--- BEGIN SUPPLIED PASSAGE ---
Algorithm & Data Structure - Substring with Bit Mask

A number of substring problems could be solved by bit mask with conversion to similar as subarray sum problems. Basic subarray sum equals K could be soved by hashmap in O(n):

  1. Store number of prefix sum in hashmap.
  2. Get the number of current running sum - K.
  • LeetCode - 560
    public int subarraySum(int[] nums, int k) {
        int count = 0, sum = 0;
        HashMap<Integer, Integer> sumMap = new HashMap<Integer, Integer>();
        sumMap.put(sum,1);
        for (int i = 0; i < nums.length; i++) {
            sum += nums[i];
            if (sumMap.containsKey(sum - k))
                count += sumMap.get(sum-k);
            sumMap.put(sum, sumMap.getOrDefault(sum, 0)+1);
        }
        return count;
    }

Similary approach could be applied to a few substring problem with the help of bitmask. Bitmask is able to convert the substring to a number, and store it in the hashmap, especially if the problem requires to find even or odd number of characters.
--- END SUPPLIED PASSAGE ---
--- BEGIN ENTRIES SUPPLIED ---
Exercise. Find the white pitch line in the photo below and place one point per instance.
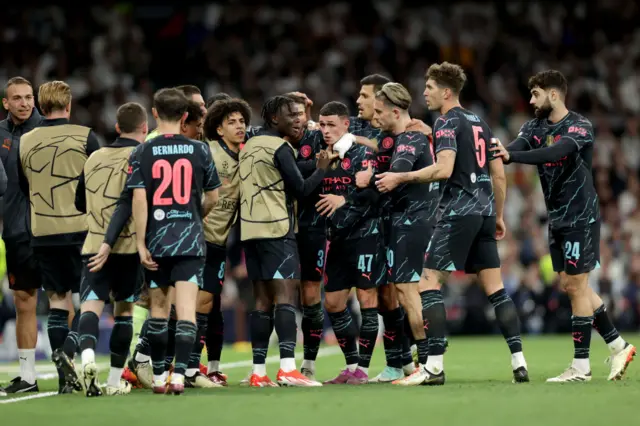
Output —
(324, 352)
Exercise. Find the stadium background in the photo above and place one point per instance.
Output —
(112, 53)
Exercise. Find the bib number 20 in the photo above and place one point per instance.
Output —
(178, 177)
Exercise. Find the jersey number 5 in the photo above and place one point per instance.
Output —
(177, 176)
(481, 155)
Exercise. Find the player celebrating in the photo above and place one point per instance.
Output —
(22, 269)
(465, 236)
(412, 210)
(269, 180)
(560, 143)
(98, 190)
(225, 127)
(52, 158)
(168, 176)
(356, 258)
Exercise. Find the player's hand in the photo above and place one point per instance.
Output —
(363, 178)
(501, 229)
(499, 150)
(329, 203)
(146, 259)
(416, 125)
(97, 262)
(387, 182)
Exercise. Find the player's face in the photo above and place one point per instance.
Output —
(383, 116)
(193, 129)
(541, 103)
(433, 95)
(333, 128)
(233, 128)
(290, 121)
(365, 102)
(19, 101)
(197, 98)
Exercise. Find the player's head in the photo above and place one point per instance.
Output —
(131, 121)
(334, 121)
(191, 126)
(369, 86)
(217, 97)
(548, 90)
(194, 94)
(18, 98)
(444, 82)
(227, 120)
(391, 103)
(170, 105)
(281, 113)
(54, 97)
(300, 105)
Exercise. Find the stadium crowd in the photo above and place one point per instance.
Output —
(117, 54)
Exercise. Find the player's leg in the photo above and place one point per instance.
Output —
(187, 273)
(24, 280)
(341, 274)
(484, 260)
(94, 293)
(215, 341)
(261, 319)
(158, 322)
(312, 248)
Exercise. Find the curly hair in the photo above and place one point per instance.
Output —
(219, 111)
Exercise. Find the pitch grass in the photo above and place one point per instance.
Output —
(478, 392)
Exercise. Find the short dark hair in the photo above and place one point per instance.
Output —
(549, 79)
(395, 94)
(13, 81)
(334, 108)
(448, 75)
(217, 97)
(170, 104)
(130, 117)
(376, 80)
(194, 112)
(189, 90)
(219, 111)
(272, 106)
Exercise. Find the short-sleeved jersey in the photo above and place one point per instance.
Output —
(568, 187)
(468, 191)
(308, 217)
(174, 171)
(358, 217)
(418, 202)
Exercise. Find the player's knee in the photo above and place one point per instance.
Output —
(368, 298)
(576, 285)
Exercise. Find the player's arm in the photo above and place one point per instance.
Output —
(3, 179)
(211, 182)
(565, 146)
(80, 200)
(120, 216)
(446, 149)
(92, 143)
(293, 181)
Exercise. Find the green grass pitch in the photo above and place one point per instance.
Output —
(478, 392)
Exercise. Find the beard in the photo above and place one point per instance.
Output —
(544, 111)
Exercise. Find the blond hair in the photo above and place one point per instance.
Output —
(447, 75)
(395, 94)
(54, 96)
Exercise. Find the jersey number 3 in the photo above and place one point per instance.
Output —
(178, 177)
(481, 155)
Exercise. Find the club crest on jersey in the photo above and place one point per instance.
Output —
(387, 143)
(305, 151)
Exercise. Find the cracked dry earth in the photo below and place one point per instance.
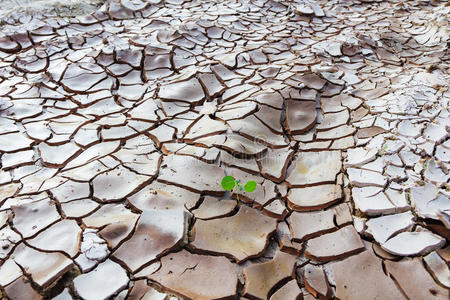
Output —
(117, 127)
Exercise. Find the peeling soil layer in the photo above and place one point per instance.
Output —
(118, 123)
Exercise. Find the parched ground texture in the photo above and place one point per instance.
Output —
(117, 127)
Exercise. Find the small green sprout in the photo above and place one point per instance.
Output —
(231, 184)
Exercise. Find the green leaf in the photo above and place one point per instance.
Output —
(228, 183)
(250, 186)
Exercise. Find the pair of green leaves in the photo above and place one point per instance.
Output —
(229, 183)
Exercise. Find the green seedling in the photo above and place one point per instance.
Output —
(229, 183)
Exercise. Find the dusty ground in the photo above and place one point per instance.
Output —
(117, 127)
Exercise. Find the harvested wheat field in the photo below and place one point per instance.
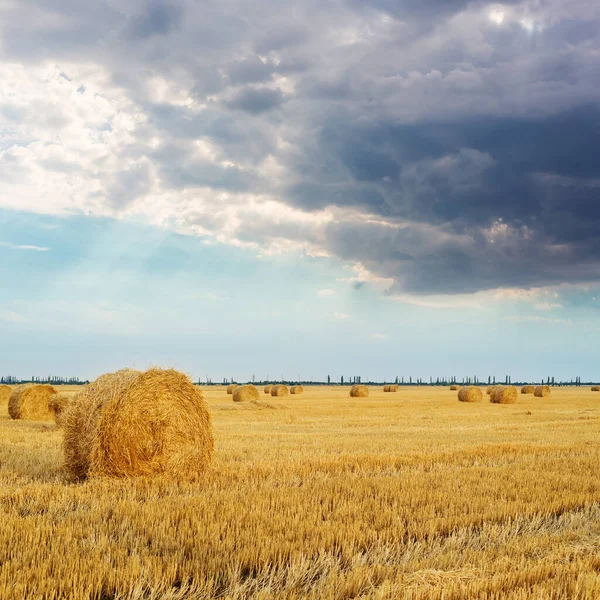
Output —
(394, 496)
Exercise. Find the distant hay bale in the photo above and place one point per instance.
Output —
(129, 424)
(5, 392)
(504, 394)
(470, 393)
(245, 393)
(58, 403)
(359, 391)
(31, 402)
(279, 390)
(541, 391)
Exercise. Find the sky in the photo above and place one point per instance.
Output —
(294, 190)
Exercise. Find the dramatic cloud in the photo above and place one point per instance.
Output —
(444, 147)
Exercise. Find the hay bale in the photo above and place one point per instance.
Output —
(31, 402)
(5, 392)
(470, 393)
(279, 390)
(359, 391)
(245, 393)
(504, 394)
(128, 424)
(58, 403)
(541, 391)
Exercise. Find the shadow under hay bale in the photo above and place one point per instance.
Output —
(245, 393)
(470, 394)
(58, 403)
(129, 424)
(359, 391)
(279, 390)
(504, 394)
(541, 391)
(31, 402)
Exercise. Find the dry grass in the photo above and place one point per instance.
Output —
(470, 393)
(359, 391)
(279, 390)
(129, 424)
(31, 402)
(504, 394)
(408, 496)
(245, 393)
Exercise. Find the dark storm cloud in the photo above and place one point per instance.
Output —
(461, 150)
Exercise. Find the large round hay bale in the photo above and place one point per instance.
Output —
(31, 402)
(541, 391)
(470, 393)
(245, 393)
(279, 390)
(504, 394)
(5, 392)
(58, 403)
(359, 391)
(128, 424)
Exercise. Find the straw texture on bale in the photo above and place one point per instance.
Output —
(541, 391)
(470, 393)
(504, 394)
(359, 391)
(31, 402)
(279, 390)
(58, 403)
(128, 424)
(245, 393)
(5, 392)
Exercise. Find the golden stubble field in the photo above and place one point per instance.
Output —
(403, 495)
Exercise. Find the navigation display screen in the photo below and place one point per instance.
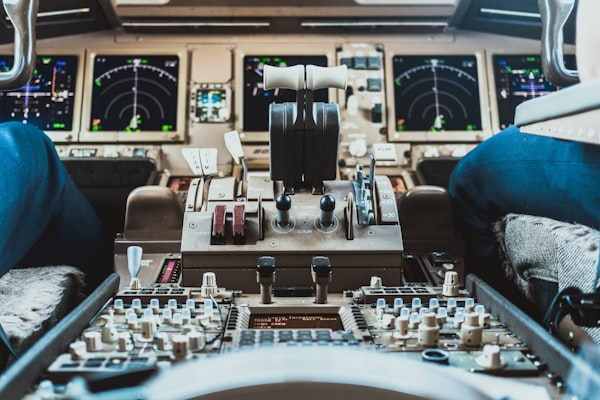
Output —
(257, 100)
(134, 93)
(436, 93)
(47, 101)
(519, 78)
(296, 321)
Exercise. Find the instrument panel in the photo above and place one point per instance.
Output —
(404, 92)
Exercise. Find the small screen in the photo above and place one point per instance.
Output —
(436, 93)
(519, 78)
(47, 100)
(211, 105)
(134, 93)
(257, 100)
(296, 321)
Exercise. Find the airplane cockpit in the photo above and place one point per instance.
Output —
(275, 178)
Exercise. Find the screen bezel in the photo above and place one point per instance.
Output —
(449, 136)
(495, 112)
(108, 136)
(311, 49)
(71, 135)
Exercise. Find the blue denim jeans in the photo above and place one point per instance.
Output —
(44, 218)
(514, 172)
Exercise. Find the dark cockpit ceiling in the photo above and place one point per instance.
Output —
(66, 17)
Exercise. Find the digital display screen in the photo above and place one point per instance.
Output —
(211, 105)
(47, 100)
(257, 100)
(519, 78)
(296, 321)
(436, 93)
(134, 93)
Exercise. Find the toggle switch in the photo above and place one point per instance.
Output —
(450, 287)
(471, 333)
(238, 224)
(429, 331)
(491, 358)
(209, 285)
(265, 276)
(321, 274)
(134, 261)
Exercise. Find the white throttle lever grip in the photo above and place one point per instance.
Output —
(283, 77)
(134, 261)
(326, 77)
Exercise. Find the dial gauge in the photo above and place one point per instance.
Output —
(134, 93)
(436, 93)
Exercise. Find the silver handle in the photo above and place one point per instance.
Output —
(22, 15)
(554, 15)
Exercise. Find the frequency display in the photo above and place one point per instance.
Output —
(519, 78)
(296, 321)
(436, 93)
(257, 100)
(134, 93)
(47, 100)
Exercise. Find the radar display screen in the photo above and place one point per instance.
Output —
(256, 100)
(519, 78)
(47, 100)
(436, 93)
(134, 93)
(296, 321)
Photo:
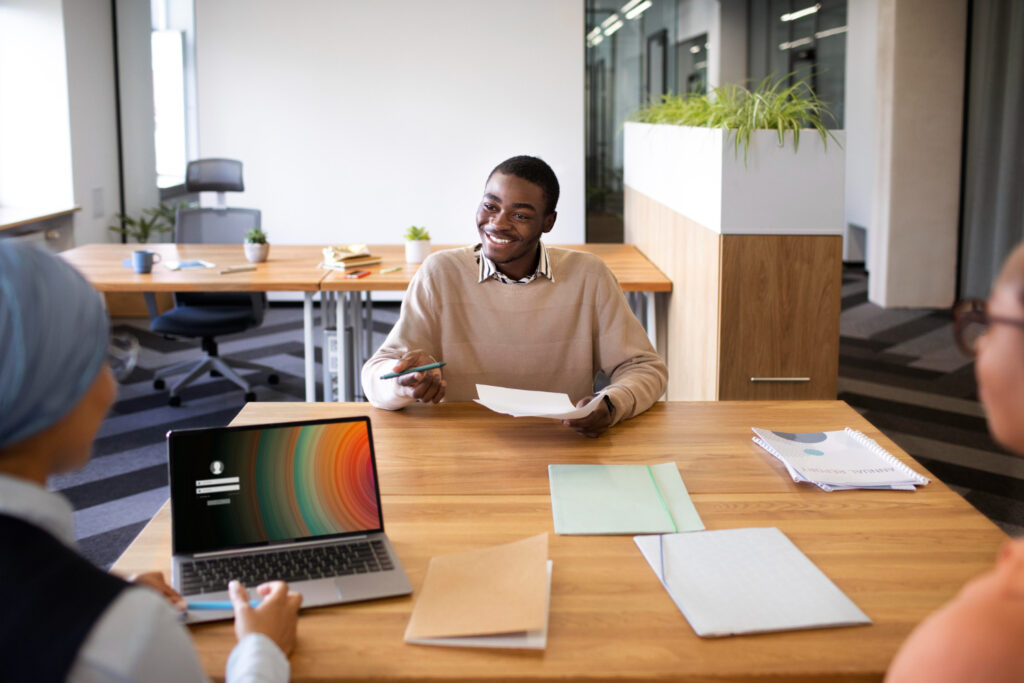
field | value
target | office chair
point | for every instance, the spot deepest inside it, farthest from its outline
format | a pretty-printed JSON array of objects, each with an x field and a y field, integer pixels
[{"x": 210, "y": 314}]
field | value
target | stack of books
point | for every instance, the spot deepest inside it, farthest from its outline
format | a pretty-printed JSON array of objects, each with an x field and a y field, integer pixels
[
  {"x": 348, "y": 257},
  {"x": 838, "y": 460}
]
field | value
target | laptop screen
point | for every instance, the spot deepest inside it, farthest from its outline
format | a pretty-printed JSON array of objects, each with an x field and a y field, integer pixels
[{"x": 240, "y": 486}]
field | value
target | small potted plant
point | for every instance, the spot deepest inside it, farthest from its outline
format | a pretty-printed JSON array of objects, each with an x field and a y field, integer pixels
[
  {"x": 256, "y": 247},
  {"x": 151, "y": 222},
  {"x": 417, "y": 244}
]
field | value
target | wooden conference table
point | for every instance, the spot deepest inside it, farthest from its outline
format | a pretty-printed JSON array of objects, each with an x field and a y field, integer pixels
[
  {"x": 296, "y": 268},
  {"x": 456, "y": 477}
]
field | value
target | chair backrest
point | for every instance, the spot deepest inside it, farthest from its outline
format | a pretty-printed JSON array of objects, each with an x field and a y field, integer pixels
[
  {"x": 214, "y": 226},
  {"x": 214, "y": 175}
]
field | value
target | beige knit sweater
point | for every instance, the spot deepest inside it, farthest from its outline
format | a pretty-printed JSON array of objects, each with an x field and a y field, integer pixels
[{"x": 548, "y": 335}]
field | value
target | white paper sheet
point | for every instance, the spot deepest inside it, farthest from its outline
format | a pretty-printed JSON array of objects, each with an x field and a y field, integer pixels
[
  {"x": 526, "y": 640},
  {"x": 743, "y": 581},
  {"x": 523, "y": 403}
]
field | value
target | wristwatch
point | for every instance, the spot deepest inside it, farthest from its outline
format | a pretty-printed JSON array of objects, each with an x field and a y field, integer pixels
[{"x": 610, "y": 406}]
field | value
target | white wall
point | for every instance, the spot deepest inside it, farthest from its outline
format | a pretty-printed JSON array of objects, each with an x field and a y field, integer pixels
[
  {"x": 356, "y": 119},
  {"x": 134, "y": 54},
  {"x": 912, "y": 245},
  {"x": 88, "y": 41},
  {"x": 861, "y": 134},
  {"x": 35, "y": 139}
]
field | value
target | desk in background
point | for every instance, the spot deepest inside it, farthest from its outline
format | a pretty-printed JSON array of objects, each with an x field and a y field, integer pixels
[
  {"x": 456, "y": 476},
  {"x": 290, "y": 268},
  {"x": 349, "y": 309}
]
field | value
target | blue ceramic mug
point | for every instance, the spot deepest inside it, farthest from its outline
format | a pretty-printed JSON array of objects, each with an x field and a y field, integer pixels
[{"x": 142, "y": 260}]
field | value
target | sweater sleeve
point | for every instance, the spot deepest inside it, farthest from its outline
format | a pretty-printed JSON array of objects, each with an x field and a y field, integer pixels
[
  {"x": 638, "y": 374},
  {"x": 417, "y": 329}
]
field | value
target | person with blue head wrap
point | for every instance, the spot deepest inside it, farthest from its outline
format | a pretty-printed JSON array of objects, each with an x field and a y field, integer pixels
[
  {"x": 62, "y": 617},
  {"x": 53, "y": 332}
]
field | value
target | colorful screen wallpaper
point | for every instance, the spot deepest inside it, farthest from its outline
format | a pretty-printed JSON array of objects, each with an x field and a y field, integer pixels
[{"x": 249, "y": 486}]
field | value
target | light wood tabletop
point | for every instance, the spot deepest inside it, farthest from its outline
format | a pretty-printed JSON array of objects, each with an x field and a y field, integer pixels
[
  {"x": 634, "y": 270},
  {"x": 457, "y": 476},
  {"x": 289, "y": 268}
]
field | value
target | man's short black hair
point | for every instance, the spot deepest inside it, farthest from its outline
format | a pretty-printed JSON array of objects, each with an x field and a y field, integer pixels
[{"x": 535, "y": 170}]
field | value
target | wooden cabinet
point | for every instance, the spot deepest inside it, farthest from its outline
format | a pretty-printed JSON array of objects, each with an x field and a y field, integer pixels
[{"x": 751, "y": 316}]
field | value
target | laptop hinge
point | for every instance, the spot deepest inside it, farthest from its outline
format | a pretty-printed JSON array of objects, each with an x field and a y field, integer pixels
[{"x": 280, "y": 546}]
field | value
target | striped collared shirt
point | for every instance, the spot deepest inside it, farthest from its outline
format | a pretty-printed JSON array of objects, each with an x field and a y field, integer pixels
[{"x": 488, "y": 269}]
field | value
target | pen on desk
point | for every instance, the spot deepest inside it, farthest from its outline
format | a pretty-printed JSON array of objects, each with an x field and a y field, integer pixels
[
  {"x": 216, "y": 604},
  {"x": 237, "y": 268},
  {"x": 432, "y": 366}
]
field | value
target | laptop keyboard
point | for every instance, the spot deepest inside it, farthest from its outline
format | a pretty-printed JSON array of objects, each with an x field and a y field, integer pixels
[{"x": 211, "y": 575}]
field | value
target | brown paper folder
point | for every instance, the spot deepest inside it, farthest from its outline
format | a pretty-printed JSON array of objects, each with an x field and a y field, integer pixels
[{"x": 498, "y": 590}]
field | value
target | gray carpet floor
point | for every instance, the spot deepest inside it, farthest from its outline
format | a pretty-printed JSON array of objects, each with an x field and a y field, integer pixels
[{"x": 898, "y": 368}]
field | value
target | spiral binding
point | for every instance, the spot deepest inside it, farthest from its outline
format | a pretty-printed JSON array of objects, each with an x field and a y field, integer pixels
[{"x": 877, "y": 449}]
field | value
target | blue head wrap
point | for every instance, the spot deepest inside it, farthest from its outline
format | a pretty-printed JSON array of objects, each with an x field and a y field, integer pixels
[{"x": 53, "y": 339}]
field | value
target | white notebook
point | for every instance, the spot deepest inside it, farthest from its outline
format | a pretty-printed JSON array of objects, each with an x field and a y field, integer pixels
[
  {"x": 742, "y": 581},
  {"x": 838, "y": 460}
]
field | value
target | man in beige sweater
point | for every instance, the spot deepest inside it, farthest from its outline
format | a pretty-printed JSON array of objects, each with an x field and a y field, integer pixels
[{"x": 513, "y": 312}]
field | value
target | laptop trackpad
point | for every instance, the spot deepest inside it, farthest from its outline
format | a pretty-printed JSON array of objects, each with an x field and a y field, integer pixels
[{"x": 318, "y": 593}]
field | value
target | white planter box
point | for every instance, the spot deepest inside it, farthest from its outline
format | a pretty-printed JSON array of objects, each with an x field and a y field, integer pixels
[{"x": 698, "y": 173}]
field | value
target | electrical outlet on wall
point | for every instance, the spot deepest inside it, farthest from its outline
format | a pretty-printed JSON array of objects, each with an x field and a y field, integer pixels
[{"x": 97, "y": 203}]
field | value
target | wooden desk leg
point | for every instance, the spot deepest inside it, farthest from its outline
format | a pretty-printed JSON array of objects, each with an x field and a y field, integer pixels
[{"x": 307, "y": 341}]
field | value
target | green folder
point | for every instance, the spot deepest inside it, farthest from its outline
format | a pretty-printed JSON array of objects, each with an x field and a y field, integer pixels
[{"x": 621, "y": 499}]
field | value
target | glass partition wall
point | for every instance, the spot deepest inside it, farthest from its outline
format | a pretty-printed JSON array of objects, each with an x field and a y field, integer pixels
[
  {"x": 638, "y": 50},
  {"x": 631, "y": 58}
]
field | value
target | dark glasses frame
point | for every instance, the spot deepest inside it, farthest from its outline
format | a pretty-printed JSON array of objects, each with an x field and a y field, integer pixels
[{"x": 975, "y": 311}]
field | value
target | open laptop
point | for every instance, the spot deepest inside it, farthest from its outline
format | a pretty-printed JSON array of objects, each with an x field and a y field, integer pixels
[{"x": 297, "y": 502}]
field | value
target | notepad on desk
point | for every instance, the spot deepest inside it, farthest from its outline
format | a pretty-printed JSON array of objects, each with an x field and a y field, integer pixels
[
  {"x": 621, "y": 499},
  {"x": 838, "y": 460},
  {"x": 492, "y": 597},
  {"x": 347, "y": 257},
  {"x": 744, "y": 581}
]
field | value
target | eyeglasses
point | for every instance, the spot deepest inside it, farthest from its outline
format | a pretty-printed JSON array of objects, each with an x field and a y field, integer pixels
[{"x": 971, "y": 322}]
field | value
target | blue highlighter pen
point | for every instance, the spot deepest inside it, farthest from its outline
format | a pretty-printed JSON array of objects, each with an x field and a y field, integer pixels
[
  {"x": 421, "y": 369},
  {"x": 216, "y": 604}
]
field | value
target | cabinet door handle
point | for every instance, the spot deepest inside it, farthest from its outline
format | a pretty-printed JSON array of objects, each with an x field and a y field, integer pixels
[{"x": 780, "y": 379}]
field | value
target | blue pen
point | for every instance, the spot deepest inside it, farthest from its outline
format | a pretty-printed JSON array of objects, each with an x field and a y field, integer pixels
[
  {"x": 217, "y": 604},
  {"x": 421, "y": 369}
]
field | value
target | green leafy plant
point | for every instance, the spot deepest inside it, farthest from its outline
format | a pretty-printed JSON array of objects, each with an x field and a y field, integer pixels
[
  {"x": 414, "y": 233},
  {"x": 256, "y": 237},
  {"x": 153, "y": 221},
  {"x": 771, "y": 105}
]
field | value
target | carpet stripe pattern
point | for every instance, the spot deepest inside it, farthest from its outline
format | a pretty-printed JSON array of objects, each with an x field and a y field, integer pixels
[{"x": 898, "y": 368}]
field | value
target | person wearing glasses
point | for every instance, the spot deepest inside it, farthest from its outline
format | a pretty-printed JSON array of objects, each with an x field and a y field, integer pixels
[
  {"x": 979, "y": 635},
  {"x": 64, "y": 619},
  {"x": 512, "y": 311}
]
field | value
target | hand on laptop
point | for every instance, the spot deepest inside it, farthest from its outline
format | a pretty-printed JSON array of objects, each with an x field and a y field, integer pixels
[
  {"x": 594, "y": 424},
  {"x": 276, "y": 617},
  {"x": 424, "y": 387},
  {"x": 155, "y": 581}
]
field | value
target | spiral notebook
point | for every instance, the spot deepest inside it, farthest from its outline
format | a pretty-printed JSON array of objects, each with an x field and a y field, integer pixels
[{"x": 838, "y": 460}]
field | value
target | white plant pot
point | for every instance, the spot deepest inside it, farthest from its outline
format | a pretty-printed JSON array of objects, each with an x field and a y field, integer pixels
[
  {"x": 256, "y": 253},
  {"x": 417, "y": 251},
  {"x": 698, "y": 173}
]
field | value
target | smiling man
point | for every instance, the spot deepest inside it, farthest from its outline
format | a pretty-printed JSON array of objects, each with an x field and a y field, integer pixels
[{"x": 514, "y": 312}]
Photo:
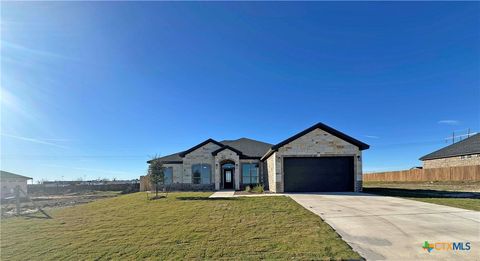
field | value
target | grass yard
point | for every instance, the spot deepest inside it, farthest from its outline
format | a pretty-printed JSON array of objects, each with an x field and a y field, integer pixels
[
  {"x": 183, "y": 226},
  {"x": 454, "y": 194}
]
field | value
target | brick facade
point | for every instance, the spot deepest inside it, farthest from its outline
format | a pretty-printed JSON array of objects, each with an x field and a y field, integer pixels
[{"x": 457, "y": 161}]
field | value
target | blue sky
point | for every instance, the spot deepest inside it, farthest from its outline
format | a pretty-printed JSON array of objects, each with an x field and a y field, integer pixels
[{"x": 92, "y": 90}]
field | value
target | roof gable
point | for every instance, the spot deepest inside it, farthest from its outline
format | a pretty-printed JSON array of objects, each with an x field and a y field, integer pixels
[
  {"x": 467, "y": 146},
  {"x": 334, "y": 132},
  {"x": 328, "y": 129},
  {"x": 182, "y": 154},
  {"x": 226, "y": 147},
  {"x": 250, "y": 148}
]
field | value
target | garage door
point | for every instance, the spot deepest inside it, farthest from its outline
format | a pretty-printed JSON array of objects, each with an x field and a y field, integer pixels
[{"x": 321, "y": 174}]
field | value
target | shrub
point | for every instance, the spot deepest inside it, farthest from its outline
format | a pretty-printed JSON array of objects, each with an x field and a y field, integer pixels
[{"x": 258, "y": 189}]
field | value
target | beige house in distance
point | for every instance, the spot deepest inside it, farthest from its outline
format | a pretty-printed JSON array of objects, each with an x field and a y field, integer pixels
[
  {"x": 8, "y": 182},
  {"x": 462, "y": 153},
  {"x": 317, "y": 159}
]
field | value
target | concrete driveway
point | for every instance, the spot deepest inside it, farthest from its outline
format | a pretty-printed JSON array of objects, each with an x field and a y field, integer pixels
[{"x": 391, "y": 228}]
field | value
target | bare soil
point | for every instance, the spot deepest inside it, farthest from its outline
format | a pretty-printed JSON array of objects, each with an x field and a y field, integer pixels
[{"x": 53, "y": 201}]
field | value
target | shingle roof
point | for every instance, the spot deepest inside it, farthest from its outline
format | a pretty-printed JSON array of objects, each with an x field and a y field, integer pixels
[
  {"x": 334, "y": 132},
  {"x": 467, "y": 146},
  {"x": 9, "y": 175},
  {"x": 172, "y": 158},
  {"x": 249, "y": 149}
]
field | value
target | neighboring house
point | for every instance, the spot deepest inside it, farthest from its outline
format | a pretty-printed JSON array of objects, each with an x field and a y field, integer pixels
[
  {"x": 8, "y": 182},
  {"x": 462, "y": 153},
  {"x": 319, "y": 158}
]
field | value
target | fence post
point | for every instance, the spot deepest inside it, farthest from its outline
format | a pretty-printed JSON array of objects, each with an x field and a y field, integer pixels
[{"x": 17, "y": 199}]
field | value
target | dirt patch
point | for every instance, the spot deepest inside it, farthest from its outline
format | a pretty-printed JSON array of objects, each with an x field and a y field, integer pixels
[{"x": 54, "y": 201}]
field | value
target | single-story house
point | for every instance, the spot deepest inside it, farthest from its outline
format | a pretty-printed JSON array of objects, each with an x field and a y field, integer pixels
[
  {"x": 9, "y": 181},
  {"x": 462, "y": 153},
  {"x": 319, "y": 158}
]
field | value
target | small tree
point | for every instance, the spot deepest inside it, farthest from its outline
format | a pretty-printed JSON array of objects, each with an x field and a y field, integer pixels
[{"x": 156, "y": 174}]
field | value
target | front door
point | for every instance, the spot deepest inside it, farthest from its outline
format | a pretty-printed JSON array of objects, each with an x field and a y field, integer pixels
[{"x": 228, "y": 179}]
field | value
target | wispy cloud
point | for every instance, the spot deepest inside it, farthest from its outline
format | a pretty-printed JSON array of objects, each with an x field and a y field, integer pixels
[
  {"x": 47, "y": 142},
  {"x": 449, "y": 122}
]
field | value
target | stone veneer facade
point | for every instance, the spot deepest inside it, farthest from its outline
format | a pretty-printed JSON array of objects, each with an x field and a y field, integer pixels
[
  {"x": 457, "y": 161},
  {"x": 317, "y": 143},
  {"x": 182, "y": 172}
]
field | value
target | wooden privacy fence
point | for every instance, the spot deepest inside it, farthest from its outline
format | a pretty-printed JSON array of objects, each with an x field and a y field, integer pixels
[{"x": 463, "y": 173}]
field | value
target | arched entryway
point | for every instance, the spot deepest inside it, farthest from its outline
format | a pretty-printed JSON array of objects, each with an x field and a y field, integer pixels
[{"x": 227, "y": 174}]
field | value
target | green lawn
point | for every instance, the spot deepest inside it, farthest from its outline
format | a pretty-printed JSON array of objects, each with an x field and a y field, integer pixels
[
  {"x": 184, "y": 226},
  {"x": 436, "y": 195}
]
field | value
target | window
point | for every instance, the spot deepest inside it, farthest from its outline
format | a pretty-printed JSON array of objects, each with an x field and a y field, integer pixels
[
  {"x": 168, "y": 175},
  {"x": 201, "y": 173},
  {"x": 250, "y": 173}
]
--- END ENTRIES SUPPLIED ---
> WHAT THIS EXERCISE ASKS
1. Retype the stretch of the bit mask substring notes above from "2. Get the number" through "(sumMap.containsKey(sum - k))".
2. Continue the notes on solving substring problems with a bit mask from where they stop.

> RESPONSES BY TASK
1.
2. Get the number of current running sum - K.
  • LeetCode - 560
    public int subarraySum(int[] nums, int k) {
        int count = 0, sum = 0;
        HashMap<Integer, Integer> sumMap = new HashMap<Integer, Integer>();
        sumMap.put(sum,1);
        for (int i = 0; i < nums.length; i++) {
            sum += nums[i];
            if (sumMap.containsKey(sum - k))

2.
  • LeetCode - 1371
  • LeetCode - 1542
  • LeetCode - 1915

Leetcode - 1371

Because we only care even or odd number of characters, we could use bitmask to reverse the bit with 0 or 1, i.e., if the number of character is even, set it to 0, else set it to 1. A bit operation XOR could achieve it easily. We only need to XOR the bit if we see the corresponding character. Because the string only include lowercase letter, we could fit all the letters to a 32 bit integer.

We reverse its bit whenever we see a vowel. If two positions \(i\) and \(j\) have the see bit pattern (mask), that means, substring [i+1….j] has even number of vowels. Why? because if a vowel’s bit is 0 at both positions, this means from [0…i] and [0…j], the letter appears even times, so it shoud also be even times from [i+1…j], (even number - even number = even number). If a vowwel’s bit is 1 at both positions, this means from [0…i] and [0…j], the letter appears odd times, so it shoud also be odd times from [i+1…j], (odd number - odd number = even number).

Since we are looking for the max length, we only need to store the first time a mask appears, and for a mask of 0, it means it is position is -1.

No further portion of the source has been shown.